# Consigna
Enumera todas las organizaciones e instituciones que el texto proporcionado menciona por su nombre.

# Texto proporcionado
En 2017, luego de publicado En vez del optimismo (Ciper-Catalonia), recibí un mensaje a mi celular de María Callealta, en ese entonces alumna de tercero medio del Colegio Jorge Huneeus Zegers de la comuna de La Pintana. Allí, me invitaba a discutir el libro y la situación política con un grupo de estudiantes del establecimiento. María remató su mensaje con lo siguiente: «…para hablar sobre un tema tan importante que podemos evitar que pase a mayores… [y con] la esperanza, que me reconforta, para una sociedad chilena justa». Una vez agendada la visita, recibí una llamada en que me advertía que no esperara mucha gente en la sala. Habían tenido recién una actividad con un candidato a diputado (finalmente electo por Revolución Democrática unos meses más tarde) y «casi no había llegado nadie».

El día de la charla, sin embargo, me encontré con más de setenta estudiantes en la sala (eran otros tiempos, sin restricciones de aforo). Ante mi sorpresa y para romper el hielo pregunté: «¿Por qué vienen a hablar de un libro aburrido sobre política y no van a conversar con quienes están compitiendo para representarlos en el Congreso?». La respuesta fue tan rápida como transparente: «Porque queremos saber cómo funciona el sistema. ¿Por qué los políticos se han cagado a nuestros padres, a nuestros abuelos? ¿Por qué nos quieren hacer hueones a nosotros?».

Esa respuesta me sigue resonando aún hoy. Para intentar abordarla y problematizarla, el segundo semestre de 2019 dictamos junto a Lihuén Nocetto un curso titulado «Mafia y Democracia», que estaba destinado a estudiantes de tercero y cuarto medio en el Programa Penta-UC de la UC. Dicho programa, que nada tiene que ver con el grupo empresarial Penta, busca promover el talento académico de jóvenes chilenos y funciona en convenio con distintas corporaciones de educación municipal de la región Metropolitana.

Registros de origen
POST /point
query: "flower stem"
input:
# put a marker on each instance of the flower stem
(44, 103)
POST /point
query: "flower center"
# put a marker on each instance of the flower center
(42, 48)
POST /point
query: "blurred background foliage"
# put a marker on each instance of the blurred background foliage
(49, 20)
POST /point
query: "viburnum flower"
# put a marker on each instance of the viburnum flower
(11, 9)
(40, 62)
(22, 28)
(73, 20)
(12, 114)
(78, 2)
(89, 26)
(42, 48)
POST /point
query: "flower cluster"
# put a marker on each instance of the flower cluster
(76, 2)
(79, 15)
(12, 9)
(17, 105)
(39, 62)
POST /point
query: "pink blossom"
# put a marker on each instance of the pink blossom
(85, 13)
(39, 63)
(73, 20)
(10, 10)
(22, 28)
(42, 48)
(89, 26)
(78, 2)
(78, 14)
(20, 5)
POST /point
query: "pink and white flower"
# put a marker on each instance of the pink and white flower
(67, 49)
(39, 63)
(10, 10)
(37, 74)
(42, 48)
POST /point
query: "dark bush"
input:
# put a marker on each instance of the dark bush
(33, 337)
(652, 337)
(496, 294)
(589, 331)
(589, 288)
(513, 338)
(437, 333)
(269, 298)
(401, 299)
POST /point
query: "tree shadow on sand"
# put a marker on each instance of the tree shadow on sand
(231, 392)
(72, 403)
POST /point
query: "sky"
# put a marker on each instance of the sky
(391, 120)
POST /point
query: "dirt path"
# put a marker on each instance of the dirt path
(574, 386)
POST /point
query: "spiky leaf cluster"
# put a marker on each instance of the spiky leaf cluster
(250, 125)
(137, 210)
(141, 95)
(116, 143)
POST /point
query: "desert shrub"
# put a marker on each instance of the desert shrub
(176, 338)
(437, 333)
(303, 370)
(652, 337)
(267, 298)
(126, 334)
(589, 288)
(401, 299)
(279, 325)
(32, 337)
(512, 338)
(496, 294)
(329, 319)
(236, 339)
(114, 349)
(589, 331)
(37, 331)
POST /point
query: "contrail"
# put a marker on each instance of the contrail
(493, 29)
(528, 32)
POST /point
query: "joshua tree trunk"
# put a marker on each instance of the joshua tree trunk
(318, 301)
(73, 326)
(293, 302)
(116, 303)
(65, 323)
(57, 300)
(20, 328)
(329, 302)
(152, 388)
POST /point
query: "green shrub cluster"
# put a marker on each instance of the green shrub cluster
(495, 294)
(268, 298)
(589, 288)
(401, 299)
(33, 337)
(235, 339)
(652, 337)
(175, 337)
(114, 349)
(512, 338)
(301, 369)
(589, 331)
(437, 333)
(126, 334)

# Respuesta
- Ciper-Catalonia
- Colegio Jorge Huneeus Zegers
- Revolución Democrática
- Congreso
- Programa Penta-UC
- UC
- grupo empresarial Penta